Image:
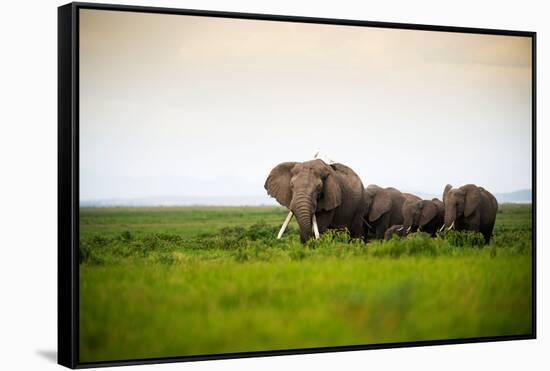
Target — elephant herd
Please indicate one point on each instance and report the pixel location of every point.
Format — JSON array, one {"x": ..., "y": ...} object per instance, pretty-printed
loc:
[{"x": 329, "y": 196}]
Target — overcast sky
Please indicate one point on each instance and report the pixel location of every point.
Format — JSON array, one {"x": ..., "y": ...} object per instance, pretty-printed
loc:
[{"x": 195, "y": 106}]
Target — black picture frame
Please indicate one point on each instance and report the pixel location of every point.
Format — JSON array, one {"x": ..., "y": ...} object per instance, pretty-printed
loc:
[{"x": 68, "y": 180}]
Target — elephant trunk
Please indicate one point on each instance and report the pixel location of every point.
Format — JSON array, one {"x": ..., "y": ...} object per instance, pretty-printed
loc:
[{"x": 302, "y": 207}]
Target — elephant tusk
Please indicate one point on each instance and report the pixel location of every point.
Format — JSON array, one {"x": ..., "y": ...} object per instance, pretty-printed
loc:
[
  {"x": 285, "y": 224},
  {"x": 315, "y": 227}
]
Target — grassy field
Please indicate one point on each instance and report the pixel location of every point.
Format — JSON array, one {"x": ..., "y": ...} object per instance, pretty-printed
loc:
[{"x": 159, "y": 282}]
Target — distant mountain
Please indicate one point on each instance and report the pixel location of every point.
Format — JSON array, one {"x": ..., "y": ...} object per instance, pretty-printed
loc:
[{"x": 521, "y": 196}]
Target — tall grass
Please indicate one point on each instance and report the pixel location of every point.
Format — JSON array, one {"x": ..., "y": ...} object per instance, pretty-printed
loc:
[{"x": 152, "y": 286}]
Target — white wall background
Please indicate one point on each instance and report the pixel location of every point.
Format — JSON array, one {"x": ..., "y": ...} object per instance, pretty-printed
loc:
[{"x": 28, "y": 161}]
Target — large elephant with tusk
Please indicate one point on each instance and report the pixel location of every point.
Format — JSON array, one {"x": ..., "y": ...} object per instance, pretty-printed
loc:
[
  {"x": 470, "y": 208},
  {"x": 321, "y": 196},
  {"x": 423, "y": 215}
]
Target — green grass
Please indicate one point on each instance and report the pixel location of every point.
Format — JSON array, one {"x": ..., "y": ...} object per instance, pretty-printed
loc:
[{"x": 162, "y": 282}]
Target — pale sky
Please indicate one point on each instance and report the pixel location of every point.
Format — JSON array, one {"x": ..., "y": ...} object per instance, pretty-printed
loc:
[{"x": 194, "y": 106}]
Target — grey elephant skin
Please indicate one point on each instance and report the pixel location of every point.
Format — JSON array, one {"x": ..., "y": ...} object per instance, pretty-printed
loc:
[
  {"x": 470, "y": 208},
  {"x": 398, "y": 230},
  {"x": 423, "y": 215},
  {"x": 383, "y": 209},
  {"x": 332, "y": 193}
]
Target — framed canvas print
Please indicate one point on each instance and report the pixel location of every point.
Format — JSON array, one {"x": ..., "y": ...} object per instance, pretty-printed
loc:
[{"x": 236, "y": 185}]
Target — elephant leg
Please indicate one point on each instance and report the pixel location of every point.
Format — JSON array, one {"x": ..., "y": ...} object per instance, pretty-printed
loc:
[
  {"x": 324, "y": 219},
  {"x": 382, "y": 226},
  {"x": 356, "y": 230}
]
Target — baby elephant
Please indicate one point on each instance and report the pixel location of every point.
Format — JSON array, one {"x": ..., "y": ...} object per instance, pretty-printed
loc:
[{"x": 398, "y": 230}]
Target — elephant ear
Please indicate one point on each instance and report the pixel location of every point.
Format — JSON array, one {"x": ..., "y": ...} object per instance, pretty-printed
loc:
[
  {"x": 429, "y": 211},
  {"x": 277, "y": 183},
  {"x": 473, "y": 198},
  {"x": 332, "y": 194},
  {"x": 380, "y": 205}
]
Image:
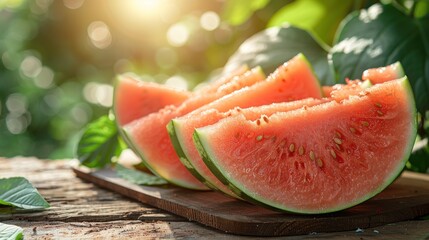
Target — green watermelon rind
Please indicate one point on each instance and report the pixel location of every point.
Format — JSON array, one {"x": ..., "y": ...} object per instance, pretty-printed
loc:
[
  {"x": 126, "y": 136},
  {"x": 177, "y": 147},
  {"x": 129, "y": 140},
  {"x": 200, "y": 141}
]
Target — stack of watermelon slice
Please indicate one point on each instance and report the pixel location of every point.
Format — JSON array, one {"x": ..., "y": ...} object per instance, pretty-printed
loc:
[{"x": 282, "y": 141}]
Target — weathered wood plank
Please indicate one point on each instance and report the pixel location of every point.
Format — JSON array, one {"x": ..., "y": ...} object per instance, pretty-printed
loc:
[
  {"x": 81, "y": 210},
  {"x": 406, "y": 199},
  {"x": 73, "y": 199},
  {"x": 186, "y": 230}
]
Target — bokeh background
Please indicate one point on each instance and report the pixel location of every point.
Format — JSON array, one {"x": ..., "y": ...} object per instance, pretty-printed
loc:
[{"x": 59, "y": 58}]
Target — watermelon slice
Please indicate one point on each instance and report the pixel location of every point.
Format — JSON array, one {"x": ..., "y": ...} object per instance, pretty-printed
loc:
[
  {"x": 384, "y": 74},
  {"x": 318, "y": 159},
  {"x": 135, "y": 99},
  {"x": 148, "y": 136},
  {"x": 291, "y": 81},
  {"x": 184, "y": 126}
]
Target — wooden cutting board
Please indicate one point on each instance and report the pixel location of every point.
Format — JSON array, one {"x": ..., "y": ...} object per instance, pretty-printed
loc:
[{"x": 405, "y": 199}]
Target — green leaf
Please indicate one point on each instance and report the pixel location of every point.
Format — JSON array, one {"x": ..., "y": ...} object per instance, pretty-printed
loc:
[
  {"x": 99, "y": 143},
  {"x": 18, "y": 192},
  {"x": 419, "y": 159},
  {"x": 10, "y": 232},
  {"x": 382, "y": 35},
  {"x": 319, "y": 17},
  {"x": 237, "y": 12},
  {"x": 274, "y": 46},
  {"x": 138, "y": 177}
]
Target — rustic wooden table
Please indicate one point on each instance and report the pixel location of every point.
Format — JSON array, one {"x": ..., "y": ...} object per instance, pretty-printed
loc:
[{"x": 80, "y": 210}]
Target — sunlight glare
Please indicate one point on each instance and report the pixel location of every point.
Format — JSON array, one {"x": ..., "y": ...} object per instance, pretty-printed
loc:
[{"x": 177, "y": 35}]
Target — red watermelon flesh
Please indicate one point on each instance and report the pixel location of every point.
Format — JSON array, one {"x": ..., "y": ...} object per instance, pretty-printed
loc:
######
* Aim of the task *
Print the whole listing above once more, word for word, without its pictures.

* Solution to this problem *
Image:
Target — elephant herd
Please indicate one point on each instance and report the pixel location of every point.
Format — JSON array, one {"x": ..., "y": ...} object per instance, pretty-printed
loc:
[{"x": 329, "y": 196}]
Target — overcast sky
Please indicate one point on each instance and report the pixel location of every point.
Format — JSON array, one {"x": ..., "y": ...} object per instance, pretty-printed
loc:
[{"x": 195, "y": 106}]
Target — black picture frame
Please indicate one point on each instance and report the pixel location of every point.
Format — JSON array, one {"x": ..., "y": ...} object per instance, pretty-printed
loc:
[{"x": 68, "y": 180}]
Target — elephant trunk
Please indicate one point on each instance and report the pixel location of every point.
Format — JSON array, one {"x": ..., "y": ...} object per instance, pretty-printed
loc:
[{"x": 302, "y": 207}]
Target — elephant tusk
Please indicate one point on each instance and report the pixel location of every point.
Format — JSON array, one {"x": ..., "y": ...} object per instance, pretty-printed
loc:
[
  {"x": 285, "y": 224},
  {"x": 315, "y": 227}
]
Target — grassy field
Please indicate one point on each instance and report the pixel location of every point.
Format — JSON array, one {"x": ..., "y": ...} object per instance, pretty-printed
loc:
[{"x": 159, "y": 282}]
Target — distant mountain
Please indicate one point on each instance and report the pixel location of every point.
Format — JSON array, one {"x": ..., "y": ...} object per instance, pretty-printed
loc:
[{"x": 521, "y": 196}]
Target — tall grass
Please indicate one point on each instance and report the pixel location of every point.
Format — JSON array, one {"x": ..., "y": ...} object per instance, pretty-printed
loc:
[{"x": 152, "y": 286}]
Target — white wall background
Please indicate one point on each instance and report the pixel location of every point.
Format — JSON array, one {"x": ..., "y": ...} object per instance, pretty-printed
loc:
[{"x": 28, "y": 161}]
Target — large elephant with tusk
Please indicate one point on each instance and report the pixel location of every point.
Format — JSON array, one {"x": ..., "y": ...} object per instance, pretty-printed
loc:
[
  {"x": 470, "y": 208},
  {"x": 321, "y": 196},
  {"x": 423, "y": 215}
]
Target — green grass
Please indicate one point on each instance and report the pixel location of every point.
Format — JSON array, one {"x": ..., "y": ...} object per instance, pretty-printed
loc:
[{"x": 162, "y": 282}]
Target — pale sky
Please indicate one point on each instance and report the pixel location of every point.
Format — JSON array, one {"x": ..., "y": ...} object per instance, pretty-printed
loc:
[{"x": 194, "y": 106}]
Target — grey elephant skin
Please indicate one point on each instance and report the pixel location of every point.
Format — JSON array, one {"x": ..., "y": ...} object per instance, pretty-printed
loc:
[
  {"x": 470, "y": 208},
  {"x": 398, "y": 230},
  {"x": 423, "y": 215},
  {"x": 383, "y": 209},
  {"x": 332, "y": 193}
]
Target — framed canvas print
Please indicate one point on each instance and report the pixel location of every point.
Format — JSON array, one {"x": ..., "y": ...} object per instance, pretty-printed
loc:
[{"x": 236, "y": 185}]
Target — elephant leg
Please indicate one point on each instance and report the pixel location of every point.
Format — JSON array, one {"x": ..., "y": ...} object per instance, pretty-printed
loc:
[
  {"x": 324, "y": 219},
  {"x": 382, "y": 226},
  {"x": 356, "y": 230}
]
Target — baby elephant
Please indicate one point on each instance and report the pixel location of every point.
Format — JSON array, one {"x": ..., "y": ...} object per instance, pretty-printed
loc:
[{"x": 398, "y": 230}]
Target — elephant ear
Please indicate one point on each instance and report the pixel location of every point.
Format — JSON array, one {"x": ..., "y": ...} object per instance, pretty-printed
loc:
[
  {"x": 429, "y": 211},
  {"x": 277, "y": 183},
  {"x": 473, "y": 198},
  {"x": 332, "y": 194},
  {"x": 380, "y": 205}
]
Image:
Target — green watermelon rind
Please indicate one point on each instance and report the pixel location of every point.
Format — JSON array, one {"x": ..., "y": ...} object per instance, pretty-printed
loc:
[
  {"x": 126, "y": 136},
  {"x": 177, "y": 147},
  {"x": 129, "y": 140},
  {"x": 200, "y": 141}
]
Target — stack of watermelon slice
Please indicate one point on each instance and report the pixel location of every point.
Format — JSON array, one {"x": ..., "y": ...} object per instance, pretty-printed
loc:
[{"x": 282, "y": 141}]
Target — weathered wood plank
Please indicate one point on each instance and report the pixel location of every point.
Format — JSON array, one {"x": ..., "y": ...} object per instance, pretty-printed
loc:
[
  {"x": 81, "y": 210},
  {"x": 406, "y": 199},
  {"x": 73, "y": 199},
  {"x": 186, "y": 230}
]
Target — bokeh background
Please indicate one point on each instance and report the pixel location of every point.
Format — JSON array, one {"x": ..., "y": ...} object per instance, pretty-printed
loc:
[{"x": 59, "y": 58}]
Target — watermelon slice
Please indicate one point on each instance and report the pixel location of every point.
Format — JSON array, one {"x": ..., "y": ...} object per instance, pretty-printed
loc:
[
  {"x": 384, "y": 74},
  {"x": 318, "y": 159},
  {"x": 135, "y": 99},
  {"x": 148, "y": 136},
  {"x": 291, "y": 81},
  {"x": 184, "y": 126}
]
Target — wooden cutting board
Please indicate one point on each instance and report the pixel location of every point.
Format — JSON array, one {"x": ..., "y": ...} object per instance, pretty-printed
loc:
[{"x": 405, "y": 199}]
Target — green leaf
Please indicate one point on each instance and report the pixel location of every point.
Format — JSON array, one {"x": ..., "y": ...} object per instance, pretty-printed
loc:
[
  {"x": 99, "y": 143},
  {"x": 18, "y": 192},
  {"x": 419, "y": 159},
  {"x": 10, "y": 232},
  {"x": 382, "y": 35},
  {"x": 319, "y": 17},
  {"x": 237, "y": 12},
  {"x": 274, "y": 46},
  {"x": 138, "y": 177}
]
Target — rustic wooden table
Please indicate one point on each instance and report the pixel location of every point.
Format — JSON array, one {"x": ..., "y": ...} object per instance, pretty-printed
loc:
[{"x": 80, "y": 210}]
Target — sunlight glare
Please indicate one point on each instance and report the pixel location of every point.
Format — JSON array, one {"x": ..., "y": ...} object per instance, pretty-printed
loc:
[{"x": 177, "y": 35}]
Target — red watermelon flesh
Please indicate one point on each instance and report the pixel location of every point.
Format — JSON array, one {"x": ..., "y": ...} object per instance, pretty-printed
loc:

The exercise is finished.